_DIRECTION_. Gather each line of the data below that contains the word "water", and reproduce every such line in full.

_PROVIDED DATA_.
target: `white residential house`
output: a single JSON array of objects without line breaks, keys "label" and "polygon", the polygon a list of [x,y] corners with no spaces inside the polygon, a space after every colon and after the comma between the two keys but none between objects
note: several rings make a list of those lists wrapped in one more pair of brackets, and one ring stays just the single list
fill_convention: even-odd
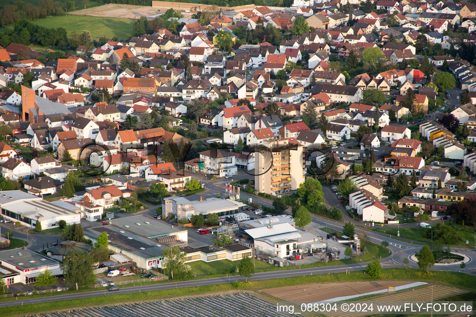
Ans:
[{"label": "white residential house", "polygon": [[79,139],[96,139],[99,133],[99,126],[94,121],[82,117],[78,117],[71,126]]},{"label": "white residential house", "polygon": [[327,129],[327,138],[341,141],[350,138],[350,129],[346,125],[329,124]]},{"label": "white residential house", "polygon": [[18,181],[21,177],[31,174],[31,167],[21,160],[10,158],[1,165],[2,173],[5,178]]},{"label": "white residential house", "polygon": [[236,175],[238,169],[235,165],[235,155],[218,149],[211,149],[198,153],[203,161],[203,170],[217,177]]}]

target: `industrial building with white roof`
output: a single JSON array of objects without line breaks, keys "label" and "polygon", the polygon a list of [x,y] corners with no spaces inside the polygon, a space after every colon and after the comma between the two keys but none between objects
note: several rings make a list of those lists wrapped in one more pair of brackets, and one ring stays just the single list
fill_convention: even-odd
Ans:
[{"label": "industrial building with white roof", "polygon": [[21,224],[34,228],[41,223],[41,229],[57,228],[60,220],[68,224],[79,223],[79,208],[66,202],[53,202],[21,191],[0,191],[0,212],[3,217]]}]

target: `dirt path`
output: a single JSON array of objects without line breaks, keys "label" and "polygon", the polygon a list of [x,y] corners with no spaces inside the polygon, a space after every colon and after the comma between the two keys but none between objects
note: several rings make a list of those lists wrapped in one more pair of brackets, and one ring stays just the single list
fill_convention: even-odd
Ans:
[{"label": "dirt path", "polygon": [[107,18],[123,18],[124,19],[139,19],[140,17],[147,17],[158,14],[159,8],[141,6],[132,6],[128,4],[114,4],[109,3],[103,6],[89,8],[78,11],[73,11],[69,14],[76,15],[90,15],[93,17]]},{"label": "dirt path", "polygon": [[284,300],[290,301],[317,301],[340,296],[354,295],[380,289],[389,286],[400,286],[408,281],[376,281],[375,282],[345,282],[308,285],[285,286],[260,290]]}]

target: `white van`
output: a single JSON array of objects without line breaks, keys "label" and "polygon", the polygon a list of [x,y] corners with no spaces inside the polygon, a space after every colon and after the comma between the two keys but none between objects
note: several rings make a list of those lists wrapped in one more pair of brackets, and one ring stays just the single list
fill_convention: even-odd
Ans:
[{"label": "white van", "polygon": [[108,273],[108,277],[112,278],[114,276],[117,276],[119,274],[120,274],[120,272],[119,271],[119,270],[115,269],[114,270],[111,271],[110,272]]}]

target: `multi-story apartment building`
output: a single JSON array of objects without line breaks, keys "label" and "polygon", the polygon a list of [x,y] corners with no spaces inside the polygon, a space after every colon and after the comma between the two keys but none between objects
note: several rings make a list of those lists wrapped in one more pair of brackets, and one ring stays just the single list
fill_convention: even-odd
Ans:
[{"label": "multi-story apartment building", "polygon": [[303,149],[288,139],[264,140],[255,152],[256,190],[278,195],[297,190],[304,182]]}]

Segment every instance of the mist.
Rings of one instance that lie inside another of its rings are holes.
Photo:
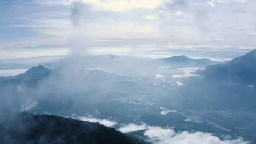
[[[68,119],[61,122],[112,128],[149,143],[255,143],[256,50],[253,41],[246,43],[253,37],[240,39],[246,34],[236,34],[236,27],[221,31],[220,23],[234,21],[223,20],[213,9],[253,3],[142,1],[33,4],[65,8],[58,14],[68,20],[61,28],[67,31],[56,35],[66,47],[64,52],[62,45],[56,46],[52,53],[48,50],[54,45],[46,45],[42,53],[40,46],[11,47],[11,52],[27,53],[0,59],[0,115],[6,116],[0,126],[13,128],[7,121],[20,117],[36,126],[37,118],[54,115]],[[234,16],[232,10],[226,13]],[[48,28],[54,28],[46,27],[50,35]],[[0,52],[8,54],[7,47]],[[16,122],[14,131],[30,130],[24,122]]]

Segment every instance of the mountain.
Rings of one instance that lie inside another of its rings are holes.
[[[52,70],[43,65],[33,67],[25,73],[16,76],[9,76],[0,78],[0,86],[7,84],[24,84],[30,87],[35,87],[40,80],[48,76]]]
[[[224,79],[236,81],[256,80],[256,49],[233,60],[206,67],[201,72],[206,78]]]
[[[51,71],[50,69],[40,65],[37,67],[33,67],[25,73],[19,74],[16,77],[26,80],[40,79],[48,76]]]
[[[193,59],[186,56],[173,56],[168,58],[156,59],[158,62],[173,64],[183,65],[186,67],[205,66],[219,63],[208,59]]]
[[[0,143],[146,143],[98,123],[1,112]]]

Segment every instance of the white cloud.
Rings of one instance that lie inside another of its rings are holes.
[[[157,74],[155,75],[156,78],[164,78],[164,76],[163,75],[161,75],[160,74]]]
[[[145,130],[147,129],[147,125],[146,124],[141,125],[137,125],[133,123],[130,123],[128,125],[124,125],[119,128],[118,130],[122,133],[129,133]]]
[[[71,117],[73,119],[88,121],[89,122],[96,123],[98,122],[99,123],[104,125],[105,126],[111,127],[116,125],[118,123],[116,122],[112,121],[108,119],[100,119],[94,118],[92,116],[89,115],[88,116],[77,116],[75,114],[73,114]]]
[[[253,86],[253,85],[247,85],[247,87],[251,87],[253,89],[254,89],[254,86]]]
[[[179,81],[175,81],[176,82],[176,84],[178,86],[185,86],[183,83],[179,82]]]
[[[160,107],[160,109],[163,110],[160,113],[161,115],[165,115],[170,112],[177,112],[176,110],[169,110],[168,109],[162,107]]]
[[[155,144],[249,144],[249,142],[244,141],[242,137],[231,139],[228,135],[223,136],[223,140],[204,132],[189,133],[179,131],[176,133],[172,128],[166,127],[149,126],[145,123],[137,125],[130,123],[123,125],[118,130],[123,133],[133,132],[146,130],[144,135],[150,139],[149,140]]]
[[[136,8],[154,9],[161,4],[160,0],[86,0],[104,10],[125,11]]]
[[[21,111],[28,111],[37,107],[37,102],[30,99],[27,99],[22,105]]]
[[[162,128],[159,127],[148,127],[148,130],[144,133],[150,138],[156,144],[248,144],[241,137],[231,140],[230,136],[226,136],[222,140],[211,133],[196,132],[190,133],[188,131],[176,133],[170,128]]]

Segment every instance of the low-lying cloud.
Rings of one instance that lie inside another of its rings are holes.
[[[249,144],[242,137],[232,139],[230,136],[223,136],[222,140],[212,134],[204,132],[176,132],[169,127],[162,128],[147,125],[145,123],[137,125],[130,123],[119,128],[123,133],[146,130],[144,135],[149,138],[148,141],[155,144]]]

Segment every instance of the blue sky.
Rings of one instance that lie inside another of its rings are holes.
[[[0,9],[2,49],[63,45],[74,53],[129,54],[256,45],[251,0],[10,0]]]

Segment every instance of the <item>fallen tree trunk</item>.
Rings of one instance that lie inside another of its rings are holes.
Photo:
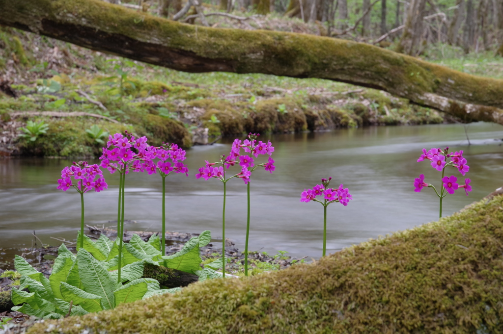
[[[195,27],[99,0],[0,0],[0,24],[180,71],[333,80],[385,90],[467,121],[503,124],[503,80],[363,43]]]

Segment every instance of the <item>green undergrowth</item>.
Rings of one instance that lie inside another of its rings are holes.
[[[32,333],[503,332],[503,196],[315,264],[198,283]]]

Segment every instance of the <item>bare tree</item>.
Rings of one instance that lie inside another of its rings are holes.
[[[423,35],[423,21],[426,0],[411,0],[403,33],[396,51],[408,55],[417,54]]]

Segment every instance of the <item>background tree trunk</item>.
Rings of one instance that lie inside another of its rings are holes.
[[[503,80],[364,43],[194,27],[98,0],[0,0],[0,24],[180,71],[332,80],[385,90],[467,121],[503,124]]]
[[[470,48],[473,44],[475,27],[473,13],[473,0],[467,0],[466,2],[466,21],[463,30],[463,48],[465,53],[470,52]]]
[[[458,44],[458,32],[461,28],[465,15],[464,0],[456,0],[456,6],[457,8],[454,10],[454,14],[449,27],[449,31],[447,32],[449,44],[451,45],[456,45]]]
[[[347,0],[337,0],[337,2],[338,10],[339,11],[338,17],[339,19],[339,28],[345,29],[348,27],[346,23],[346,20],[348,19],[348,2]]]
[[[362,13],[365,13],[368,10],[369,8],[370,7],[370,0],[363,0],[363,6],[362,8]],[[371,34],[370,32],[370,12],[371,11],[369,11],[369,12],[365,14],[365,16],[363,17],[363,20],[362,20],[362,36],[369,36]]]
[[[411,0],[405,21],[405,26],[397,51],[408,55],[417,54],[423,35],[423,21],[426,0]]]
[[[388,31],[386,28],[386,0],[381,0],[381,35]]]

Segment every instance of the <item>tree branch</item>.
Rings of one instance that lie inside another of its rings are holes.
[[[369,44],[196,27],[98,0],[0,0],[0,24],[177,70],[332,80],[385,90],[467,121],[503,124],[503,80]]]

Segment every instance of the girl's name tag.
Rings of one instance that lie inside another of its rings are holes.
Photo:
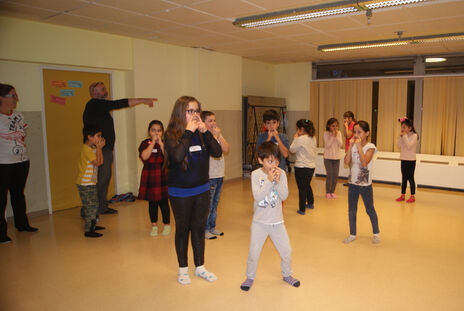
[[[201,151],[201,146],[190,146],[189,150],[190,152]]]

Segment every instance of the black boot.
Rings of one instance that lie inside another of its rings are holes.
[[[101,237],[103,235],[101,233],[95,232],[95,224],[96,224],[96,221],[92,220],[92,223],[90,225],[90,230],[85,232],[84,236],[86,236],[88,238],[99,238],[99,237]]]

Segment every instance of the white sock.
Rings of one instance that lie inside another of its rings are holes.
[[[209,272],[208,270],[206,270],[205,266],[196,267],[195,268],[195,275],[207,280],[208,282],[217,281],[217,276],[214,273]]]
[[[179,274],[177,274],[177,282],[182,285],[191,283],[190,276],[188,275],[188,267],[179,267]]]

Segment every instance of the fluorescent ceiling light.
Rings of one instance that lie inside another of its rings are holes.
[[[426,63],[440,63],[440,62],[446,62],[446,58],[443,57],[427,57],[425,59]]]
[[[306,19],[348,14],[358,11],[418,3],[429,0],[341,0],[337,2],[288,9],[266,14],[237,18],[233,24],[243,28],[261,27]]]
[[[424,43],[443,42],[443,41],[451,41],[451,40],[464,40],[464,32],[437,34],[437,35],[420,36],[420,37],[395,38],[395,39],[377,40],[377,41],[361,41],[361,42],[348,42],[348,43],[339,43],[339,44],[327,44],[327,45],[318,46],[318,50],[322,52],[336,52],[336,51],[390,47],[390,46],[409,45],[409,44],[411,45],[424,44]]]
[[[418,3],[424,0],[390,0],[390,1],[376,1],[373,3],[367,3],[365,6],[369,9],[380,9],[386,8],[389,6],[397,6],[397,5],[404,5],[404,4],[411,4],[411,3]]]

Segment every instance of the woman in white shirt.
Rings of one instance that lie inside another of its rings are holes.
[[[374,209],[374,196],[372,192],[372,160],[377,148],[368,141],[370,130],[369,123],[358,121],[354,125],[354,137],[350,139],[348,151],[345,155],[345,164],[350,166],[348,178],[348,217],[350,222],[350,235],[343,243],[351,243],[356,240],[356,214],[358,211],[358,199],[361,195],[366,213],[372,224],[372,243],[380,243],[379,221]]]
[[[324,166],[327,175],[325,197],[335,199],[338,171],[340,170],[340,148],[343,146],[342,134],[338,130],[338,120],[330,118],[324,132]]]
[[[301,119],[296,122],[297,131],[290,145],[290,152],[295,153],[295,179],[299,192],[298,214],[304,215],[306,207],[314,208],[314,195],[311,179],[316,169],[316,130],[313,122]],[[306,203],[308,203],[306,205]]]
[[[11,197],[14,223],[19,232],[35,232],[26,215],[26,187],[29,174],[26,137],[27,123],[21,112],[15,111],[18,94],[13,86],[0,83],[0,244],[11,242],[5,220],[8,191]]]
[[[414,171],[416,169],[416,149],[417,149],[417,133],[414,129],[412,121],[408,118],[400,118],[401,133],[398,136],[398,147],[400,148],[401,159],[401,196],[396,199],[397,202],[405,200],[406,187],[411,187],[411,197],[406,203],[414,203],[416,201],[416,182],[414,181]]]

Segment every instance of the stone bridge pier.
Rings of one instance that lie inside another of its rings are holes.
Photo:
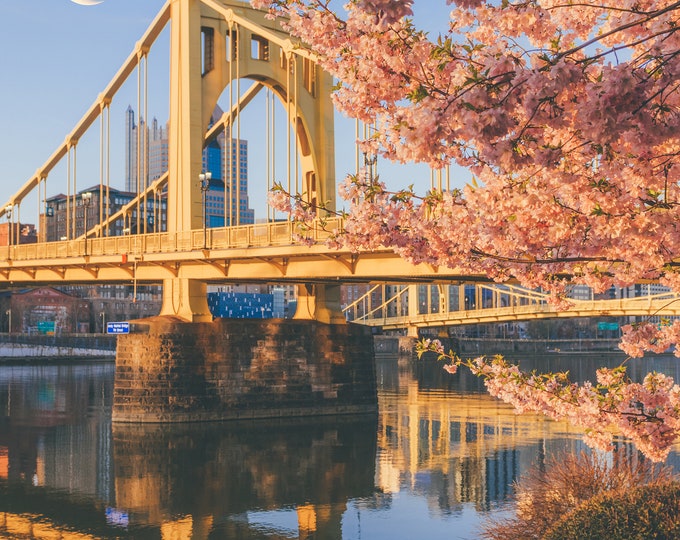
[[[160,316],[118,338],[114,422],[377,410],[373,339],[352,324]]]

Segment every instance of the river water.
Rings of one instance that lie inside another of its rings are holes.
[[[534,359],[575,378],[602,361]],[[112,363],[0,366],[0,538],[474,539],[524,471],[583,448],[465,372],[376,370],[374,416],[140,427],[111,423]]]

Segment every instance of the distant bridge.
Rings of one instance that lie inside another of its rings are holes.
[[[502,323],[573,317],[678,317],[680,295],[667,292],[608,300],[570,300],[568,309],[548,302],[548,295],[515,285],[437,285],[388,288],[376,285],[349,304],[349,320],[384,330]],[[472,292],[474,291],[474,292]],[[434,301],[433,300],[434,296]]]

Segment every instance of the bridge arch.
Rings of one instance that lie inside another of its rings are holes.
[[[172,0],[170,10],[168,232],[203,225],[198,176],[206,132],[220,96],[241,79],[270,88],[288,111],[301,177],[298,186],[296,172],[293,191],[334,209],[332,77],[276,21],[246,2]],[[236,97],[236,109],[227,111],[230,124],[255,90]],[[164,289],[162,314],[210,317],[204,283],[180,277],[166,280]]]

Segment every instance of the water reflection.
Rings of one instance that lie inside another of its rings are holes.
[[[523,471],[582,447],[465,372],[377,376],[377,418],[140,427],[111,426],[111,364],[0,367],[0,537],[475,538]]]

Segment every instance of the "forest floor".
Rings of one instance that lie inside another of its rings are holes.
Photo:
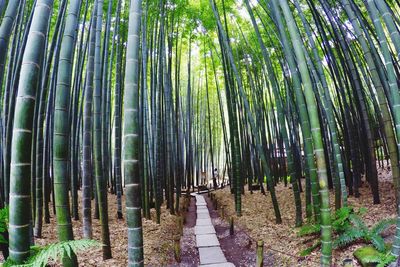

_OUTPUT FOR THIS TASK_.
Segment every instance of the river water.
Segment every instance of the water reflection.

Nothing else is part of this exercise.